▸ **Written problem**
Nothing in the records may be left out or altered; reproduce them all exactly.

▸ **Data for this exercise**
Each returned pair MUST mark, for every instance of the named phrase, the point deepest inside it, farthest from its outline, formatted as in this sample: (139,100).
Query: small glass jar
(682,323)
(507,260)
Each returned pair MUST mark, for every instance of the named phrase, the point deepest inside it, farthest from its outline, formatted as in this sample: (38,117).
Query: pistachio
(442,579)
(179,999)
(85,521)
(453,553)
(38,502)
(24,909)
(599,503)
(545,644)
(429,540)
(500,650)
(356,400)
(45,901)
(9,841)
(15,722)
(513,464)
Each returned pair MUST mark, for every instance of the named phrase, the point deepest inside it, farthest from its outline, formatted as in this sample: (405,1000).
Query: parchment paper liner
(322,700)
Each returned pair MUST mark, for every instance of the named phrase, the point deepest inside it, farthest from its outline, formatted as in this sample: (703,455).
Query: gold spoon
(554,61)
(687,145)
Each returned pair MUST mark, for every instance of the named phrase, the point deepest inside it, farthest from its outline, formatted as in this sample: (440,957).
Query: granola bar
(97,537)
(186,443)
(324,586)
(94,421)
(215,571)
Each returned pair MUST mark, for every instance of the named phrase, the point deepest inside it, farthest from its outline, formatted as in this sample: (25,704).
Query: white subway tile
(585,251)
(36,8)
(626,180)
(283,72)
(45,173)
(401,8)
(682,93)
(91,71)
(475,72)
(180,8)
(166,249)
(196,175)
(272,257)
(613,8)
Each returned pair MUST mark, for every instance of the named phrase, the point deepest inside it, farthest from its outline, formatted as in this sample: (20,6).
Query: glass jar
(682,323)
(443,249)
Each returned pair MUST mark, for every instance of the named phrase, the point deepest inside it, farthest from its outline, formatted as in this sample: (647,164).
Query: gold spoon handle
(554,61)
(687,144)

▸ **Solution to the exercise**
Each returned pair MUST mark, for every instance of the named phrase, the point deepest inside it, farthest from its outline, formatted as in this sample: (139,100).
Query: small glass jar
(682,323)
(507,260)
Each returned pair MUST mark, for every instance of the named phrase, the point deepest inside it, farthest from its outline, formatted as in this sample: (38,117).
Query: pistachio
(442,579)
(179,999)
(85,521)
(453,553)
(38,502)
(24,909)
(599,503)
(545,644)
(429,540)
(500,650)
(356,400)
(45,901)
(9,841)
(15,722)
(513,464)
Each returned pair MUST mark, for every instance of the named phrase, the point deepest inside it, farthest from its outline, formatted as in this sample: (405,1000).
Query: parchment paper liner
(322,700)
Each returned pair MUST mark, for every instance of the named phrase, the point deepest inside it, farthest from its outline, formatted as in this sample: (703,455).
Query: gold spoon
(554,61)
(687,145)
Each returned pair MUST mark, for every instance of the named phrase, the point deepest inside it, farthest from its outline, formatted as in this sample: (440,957).
Query: granola bar
(97,537)
(186,443)
(324,586)
(94,421)
(215,571)
Each returned pair MUST mark, for every instance of the named phrase, the point deepest inside it, farthest from its outline, formatted as in this sample: (25,704).
Query: white subway tile
(585,251)
(36,8)
(626,180)
(283,72)
(45,173)
(401,8)
(682,93)
(91,71)
(475,72)
(180,8)
(166,249)
(196,175)
(272,257)
(613,8)
Each returned pair MUST mark, for every instance of the named phrase, the point deepest inside it, farthest from its outline, formatted as in this sample: (20,6).
Query: glass jar
(682,323)
(443,249)
Each returned pair MUST mark, for every instance of the named phrase, the point deepest inside it, farthest from its outline, formatted as in this sample: (647,164).
Query: gold spoon handle
(554,61)
(687,144)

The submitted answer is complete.